-- START DATASET EXCERPTS --

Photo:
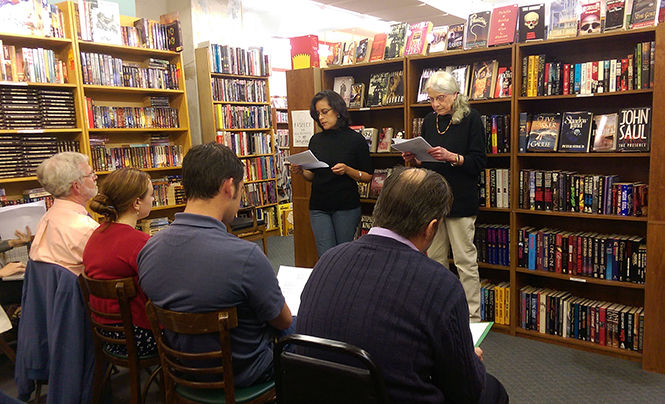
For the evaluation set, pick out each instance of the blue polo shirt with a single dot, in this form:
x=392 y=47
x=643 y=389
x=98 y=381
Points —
x=195 y=265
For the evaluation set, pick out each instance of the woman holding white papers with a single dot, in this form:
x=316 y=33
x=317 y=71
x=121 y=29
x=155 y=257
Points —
x=456 y=134
x=334 y=205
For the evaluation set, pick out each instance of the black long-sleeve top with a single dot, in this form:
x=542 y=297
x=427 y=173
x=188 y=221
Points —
x=331 y=192
x=466 y=138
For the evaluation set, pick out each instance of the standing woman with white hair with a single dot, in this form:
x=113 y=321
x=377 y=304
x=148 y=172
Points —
x=456 y=134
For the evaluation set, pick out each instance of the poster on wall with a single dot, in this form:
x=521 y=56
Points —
x=303 y=128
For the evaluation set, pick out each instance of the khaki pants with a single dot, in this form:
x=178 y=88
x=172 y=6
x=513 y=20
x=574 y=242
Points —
x=458 y=232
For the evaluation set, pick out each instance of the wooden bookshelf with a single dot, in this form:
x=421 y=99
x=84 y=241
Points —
x=205 y=75
x=631 y=166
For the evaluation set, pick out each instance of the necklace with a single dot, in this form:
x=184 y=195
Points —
x=447 y=127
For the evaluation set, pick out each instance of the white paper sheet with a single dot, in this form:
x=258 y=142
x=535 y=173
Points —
x=417 y=146
x=292 y=281
x=16 y=217
x=306 y=160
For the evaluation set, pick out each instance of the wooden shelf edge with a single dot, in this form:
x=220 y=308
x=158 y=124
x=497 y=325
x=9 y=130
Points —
x=580 y=279
x=578 y=344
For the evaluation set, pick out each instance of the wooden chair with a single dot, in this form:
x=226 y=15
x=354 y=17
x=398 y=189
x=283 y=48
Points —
x=183 y=371
x=122 y=291
x=302 y=379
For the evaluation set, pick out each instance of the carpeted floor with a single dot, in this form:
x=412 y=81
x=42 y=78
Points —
x=531 y=371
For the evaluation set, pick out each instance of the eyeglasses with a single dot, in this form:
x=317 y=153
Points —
x=324 y=111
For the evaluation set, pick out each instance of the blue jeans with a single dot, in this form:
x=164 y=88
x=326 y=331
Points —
x=333 y=228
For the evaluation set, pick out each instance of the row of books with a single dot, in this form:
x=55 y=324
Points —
x=109 y=156
x=495 y=302
x=239 y=90
x=542 y=78
x=569 y=191
x=36 y=65
x=627 y=131
x=235 y=60
x=245 y=143
x=259 y=194
x=99 y=21
x=261 y=168
x=494 y=188
x=21 y=153
x=484 y=79
x=242 y=117
x=561 y=313
x=493 y=243
x=603 y=256
x=101 y=116
x=168 y=191
x=37 y=18
x=106 y=70
x=36 y=108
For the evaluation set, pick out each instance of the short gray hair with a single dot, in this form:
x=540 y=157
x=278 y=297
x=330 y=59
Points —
x=59 y=172
x=444 y=82
x=410 y=199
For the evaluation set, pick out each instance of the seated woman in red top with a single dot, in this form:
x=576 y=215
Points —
x=124 y=197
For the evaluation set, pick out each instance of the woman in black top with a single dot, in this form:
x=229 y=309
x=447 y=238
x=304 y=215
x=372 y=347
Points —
x=456 y=134
x=334 y=205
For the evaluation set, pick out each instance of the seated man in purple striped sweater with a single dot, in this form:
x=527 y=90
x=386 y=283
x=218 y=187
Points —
x=383 y=294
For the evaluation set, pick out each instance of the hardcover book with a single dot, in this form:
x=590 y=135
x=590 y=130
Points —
x=378 y=83
x=362 y=51
x=634 y=129
x=643 y=13
x=614 y=14
x=416 y=44
x=396 y=40
x=575 y=132
x=477 y=30
x=605 y=132
x=502 y=25
x=342 y=86
x=590 y=18
x=563 y=19
x=437 y=41
x=483 y=79
x=455 y=38
x=378 y=47
x=532 y=22
x=357 y=99
x=304 y=51
x=544 y=132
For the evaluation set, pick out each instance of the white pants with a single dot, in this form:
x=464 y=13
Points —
x=458 y=232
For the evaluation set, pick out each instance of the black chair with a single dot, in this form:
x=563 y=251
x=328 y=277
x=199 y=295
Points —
x=309 y=379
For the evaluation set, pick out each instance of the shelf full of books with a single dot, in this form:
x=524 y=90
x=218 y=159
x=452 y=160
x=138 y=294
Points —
x=565 y=111
x=234 y=100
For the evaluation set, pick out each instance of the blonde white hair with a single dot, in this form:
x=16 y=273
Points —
x=59 y=172
x=444 y=83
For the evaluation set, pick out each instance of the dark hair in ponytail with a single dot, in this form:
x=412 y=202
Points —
x=118 y=191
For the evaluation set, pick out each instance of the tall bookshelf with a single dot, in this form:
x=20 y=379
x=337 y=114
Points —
x=631 y=167
x=253 y=143
x=65 y=50
x=109 y=136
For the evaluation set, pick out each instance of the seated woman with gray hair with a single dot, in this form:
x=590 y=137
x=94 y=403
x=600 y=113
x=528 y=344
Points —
x=457 y=136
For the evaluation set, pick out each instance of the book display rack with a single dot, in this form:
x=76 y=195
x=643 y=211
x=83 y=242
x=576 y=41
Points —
x=595 y=279
x=234 y=100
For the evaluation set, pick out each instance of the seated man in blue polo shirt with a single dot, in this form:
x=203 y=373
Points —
x=196 y=265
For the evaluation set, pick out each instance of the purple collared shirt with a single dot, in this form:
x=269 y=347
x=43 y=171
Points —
x=381 y=231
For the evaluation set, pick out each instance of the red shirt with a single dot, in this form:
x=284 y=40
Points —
x=111 y=254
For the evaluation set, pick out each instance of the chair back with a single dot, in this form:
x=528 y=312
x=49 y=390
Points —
x=308 y=379
x=205 y=370
x=121 y=291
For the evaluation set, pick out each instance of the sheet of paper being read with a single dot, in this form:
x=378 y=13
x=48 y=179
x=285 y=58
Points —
x=306 y=160
x=417 y=146
x=292 y=281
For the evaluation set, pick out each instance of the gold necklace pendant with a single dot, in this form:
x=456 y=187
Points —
x=447 y=127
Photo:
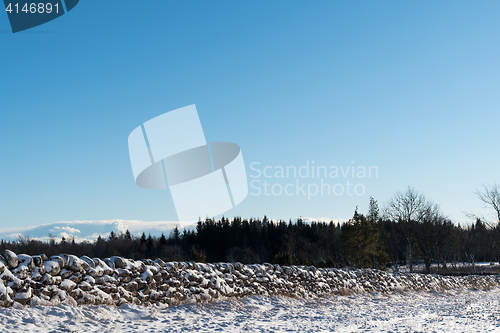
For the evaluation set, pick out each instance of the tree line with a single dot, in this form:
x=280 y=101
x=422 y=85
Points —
x=408 y=229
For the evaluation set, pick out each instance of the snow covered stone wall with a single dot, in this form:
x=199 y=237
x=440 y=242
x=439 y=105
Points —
x=38 y=280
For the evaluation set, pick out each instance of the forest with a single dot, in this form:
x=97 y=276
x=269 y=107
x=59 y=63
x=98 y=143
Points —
x=409 y=229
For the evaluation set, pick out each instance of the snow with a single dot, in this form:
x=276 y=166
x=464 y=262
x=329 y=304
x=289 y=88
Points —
x=463 y=311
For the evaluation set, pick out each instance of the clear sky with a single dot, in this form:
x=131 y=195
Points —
x=409 y=87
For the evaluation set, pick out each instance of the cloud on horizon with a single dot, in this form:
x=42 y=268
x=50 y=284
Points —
x=91 y=230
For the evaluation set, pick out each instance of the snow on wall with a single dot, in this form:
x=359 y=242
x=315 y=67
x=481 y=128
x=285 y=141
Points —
x=38 y=280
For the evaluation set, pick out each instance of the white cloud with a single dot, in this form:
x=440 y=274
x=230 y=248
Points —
x=91 y=230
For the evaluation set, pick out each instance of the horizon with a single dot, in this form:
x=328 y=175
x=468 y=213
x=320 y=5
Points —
x=407 y=88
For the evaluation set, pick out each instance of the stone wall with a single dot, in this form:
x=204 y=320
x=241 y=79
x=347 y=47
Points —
x=38 y=280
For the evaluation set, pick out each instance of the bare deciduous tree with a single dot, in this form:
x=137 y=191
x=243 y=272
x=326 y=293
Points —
x=490 y=197
x=409 y=207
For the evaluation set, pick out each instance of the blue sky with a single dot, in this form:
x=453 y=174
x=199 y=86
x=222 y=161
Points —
x=409 y=87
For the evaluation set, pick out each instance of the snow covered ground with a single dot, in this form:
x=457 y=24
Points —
x=452 y=311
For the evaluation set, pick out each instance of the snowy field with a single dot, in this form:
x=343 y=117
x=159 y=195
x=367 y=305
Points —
x=453 y=311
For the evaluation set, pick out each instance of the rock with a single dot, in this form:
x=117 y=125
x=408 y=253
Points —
x=38 y=260
x=52 y=267
x=89 y=261
x=10 y=258
x=60 y=261
x=67 y=285
x=160 y=262
x=76 y=264
x=119 y=262
x=26 y=260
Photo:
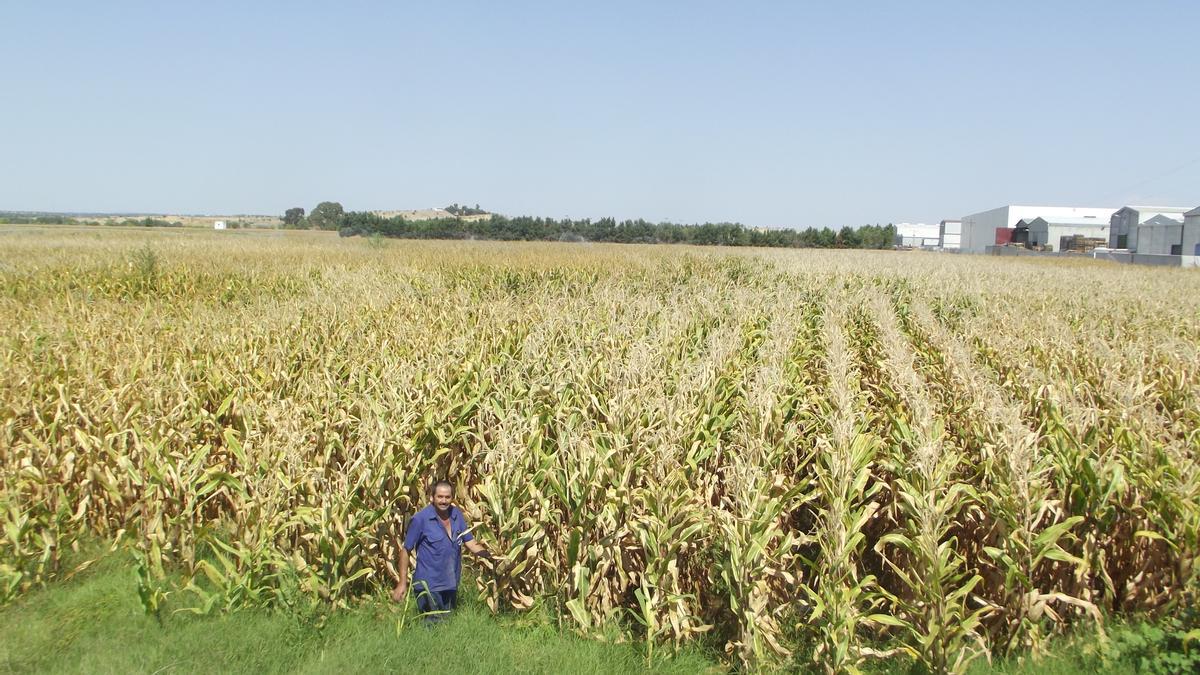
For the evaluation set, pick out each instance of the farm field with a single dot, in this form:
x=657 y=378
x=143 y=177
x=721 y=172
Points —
x=798 y=459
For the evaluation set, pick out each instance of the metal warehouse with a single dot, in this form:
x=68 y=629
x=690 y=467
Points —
x=979 y=230
x=1126 y=221
x=1050 y=233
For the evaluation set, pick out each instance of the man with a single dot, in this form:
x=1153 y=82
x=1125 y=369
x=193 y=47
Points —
x=437 y=533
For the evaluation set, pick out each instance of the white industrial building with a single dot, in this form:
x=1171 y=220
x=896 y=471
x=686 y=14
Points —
x=1050 y=232
x=1161 y=236
x=1192 y=232
x=949 y=234
x=917 y=236
x=1126 y=222
x=979 y=230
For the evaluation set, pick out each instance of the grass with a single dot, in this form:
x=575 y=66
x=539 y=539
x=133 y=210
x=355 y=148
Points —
x=95 y=623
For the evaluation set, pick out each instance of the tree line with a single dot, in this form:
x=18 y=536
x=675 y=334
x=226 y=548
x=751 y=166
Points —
x=528 y=228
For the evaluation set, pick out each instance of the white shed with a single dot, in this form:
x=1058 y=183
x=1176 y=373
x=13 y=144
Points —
x=949 y=234
x=1123 y=231
x=1161 y=236
x=917 y=236
x=1192 y=232
x=979 y=230
x=1050 y=232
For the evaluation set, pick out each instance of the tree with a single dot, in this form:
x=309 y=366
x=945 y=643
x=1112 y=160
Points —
x=327 y=215
x=293 y=217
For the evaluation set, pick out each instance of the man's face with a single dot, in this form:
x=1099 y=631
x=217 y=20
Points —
x=442 y=499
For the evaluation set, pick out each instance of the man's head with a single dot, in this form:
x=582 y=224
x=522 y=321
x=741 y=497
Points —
x=441 y=496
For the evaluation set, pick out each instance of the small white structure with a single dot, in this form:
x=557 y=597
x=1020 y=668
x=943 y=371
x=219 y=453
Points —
x=1125 y=223
x=917 y=236
x=979 y=230
x=1161 y=236
x=949 y=234
x=1192 y=233
x=1050 y=232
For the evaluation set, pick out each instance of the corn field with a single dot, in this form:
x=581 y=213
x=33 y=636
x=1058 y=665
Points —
x=804 y=459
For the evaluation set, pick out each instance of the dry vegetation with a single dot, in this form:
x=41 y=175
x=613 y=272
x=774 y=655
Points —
x=809 y=458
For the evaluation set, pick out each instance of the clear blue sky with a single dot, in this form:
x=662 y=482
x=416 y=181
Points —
x=767 y=113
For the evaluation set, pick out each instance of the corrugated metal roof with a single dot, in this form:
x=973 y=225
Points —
x=1161 y=220
x=1074 y=221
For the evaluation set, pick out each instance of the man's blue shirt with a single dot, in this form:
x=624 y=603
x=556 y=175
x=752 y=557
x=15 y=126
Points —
x=438 y=555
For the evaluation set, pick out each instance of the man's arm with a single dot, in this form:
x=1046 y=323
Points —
x=401 y=589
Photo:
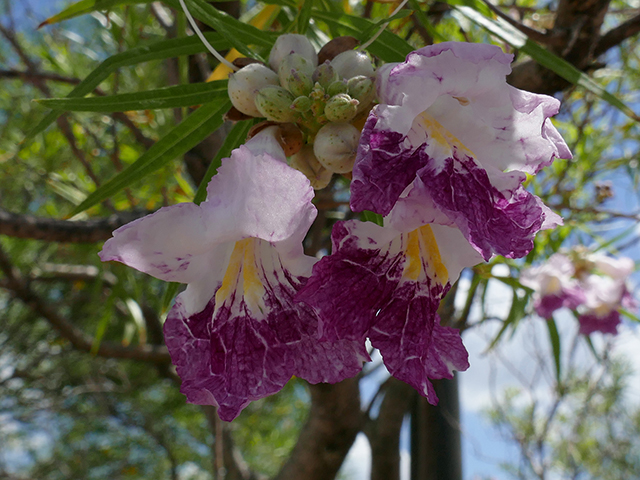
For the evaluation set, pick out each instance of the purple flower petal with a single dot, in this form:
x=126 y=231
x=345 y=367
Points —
x=394 y=283
x=252 y=337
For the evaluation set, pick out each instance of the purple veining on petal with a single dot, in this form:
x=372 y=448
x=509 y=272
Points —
x=491 y=222
x=235 y=352
x=349 y=286
x=414 y=347
x=590 y=322
x=383 y=169
x=398 y=314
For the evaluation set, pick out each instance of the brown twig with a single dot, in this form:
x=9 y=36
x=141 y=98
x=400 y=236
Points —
x=64 y=231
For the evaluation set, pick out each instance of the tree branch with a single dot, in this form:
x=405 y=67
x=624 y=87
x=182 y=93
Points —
x=77 y=338
x=64 y=231
x=617 y=35
x=384 y=432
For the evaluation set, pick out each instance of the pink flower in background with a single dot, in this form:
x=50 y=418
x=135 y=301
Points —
x=554 y=285
x=593 y=284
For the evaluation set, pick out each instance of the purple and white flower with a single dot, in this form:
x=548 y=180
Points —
x=554 y=285
x=235 y=334
x=442 y=158
x=452 y=133
x=385 y=284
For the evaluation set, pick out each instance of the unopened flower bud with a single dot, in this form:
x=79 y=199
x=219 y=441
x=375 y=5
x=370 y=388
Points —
x=306 y=162
x=296 y=62
x=336 y=145
x=341 y=108
x=337 y=87
x=302 y=104
x=245 y=84
x=295 y=74
x=274 y=103
x=325 y=75
x=352 y=63
x=291 y=43
x=362 y=89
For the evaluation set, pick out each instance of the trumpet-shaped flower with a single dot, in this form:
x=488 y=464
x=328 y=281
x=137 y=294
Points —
x=386 y=284
x=554 y=285
x=450 y=129
x=235 y=334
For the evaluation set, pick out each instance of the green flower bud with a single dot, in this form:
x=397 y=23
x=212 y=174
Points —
x=274 y=103
x=336 y=145
x=302 y=104
x=325 y=75
x=352 y=63
x=306 y=162
x=295 y=74
x=291 y=43
x=341 y=108
x=337 y=87
x=245 y=84
x=362 y=89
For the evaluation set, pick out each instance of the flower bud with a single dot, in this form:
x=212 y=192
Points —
x=274 y=103
x=245 y=84
x=362 y=89
x=291 y=43
x=306 y=162
x=337 y=87
x=302 y=104
x=325 y=75
x=341 y=108
x=336 y=145
x=352 y=63
x=335 y=47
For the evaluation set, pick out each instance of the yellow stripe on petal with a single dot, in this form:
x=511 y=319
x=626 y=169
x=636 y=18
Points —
x=431 y=253
x=413 y=266
x=422 y=251
x=242 y=276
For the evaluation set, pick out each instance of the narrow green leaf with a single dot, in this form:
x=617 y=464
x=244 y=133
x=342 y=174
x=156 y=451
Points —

-- END DATASET EXCERPTS --

#### TASK TO COMPLETE:
Carry over the records from the line with "the wooden shelf" to the line with "x=333 y=228", both lines included, and write out every line again, requests included. Add 55 to both the x and y values of each answer coordinate, and leave the requests and their sample coordinates unchanged.

#### EXERCISE OUTPUT:
For the evaluation set, pick out each instance of the wooden shelf edge with a single dot, in this form:
x=220 y=308
x=158 y=124
x=497 y=325
x=9 y=130
Points —
x=635 y=334
x=633 y=399
For the evaluation set, pick out each instance of the wooden chair with a single dot, in this form:
x=226 y=15
x=354 y=17
x=398 y=189
x=283 y=48
Points —
x=238 y=426
x=177 y=346
x=357 y=434
For the evaluation set, pick out each instance of the carpeted floor with a single dot, in this form:
x=412 y=81
x=42 y=78
Points —
x=586 y=426
For the evaluation set, pick out each instance of the eyeglasses with a single dot, in this form:
x=317 y=153
Points —
x=379 y=166
For the evaluation set, pick out each instance of the blue jeans with a single dot, in this form:
x=164 y=88
x=326 y=331
Points —
x=388 y=283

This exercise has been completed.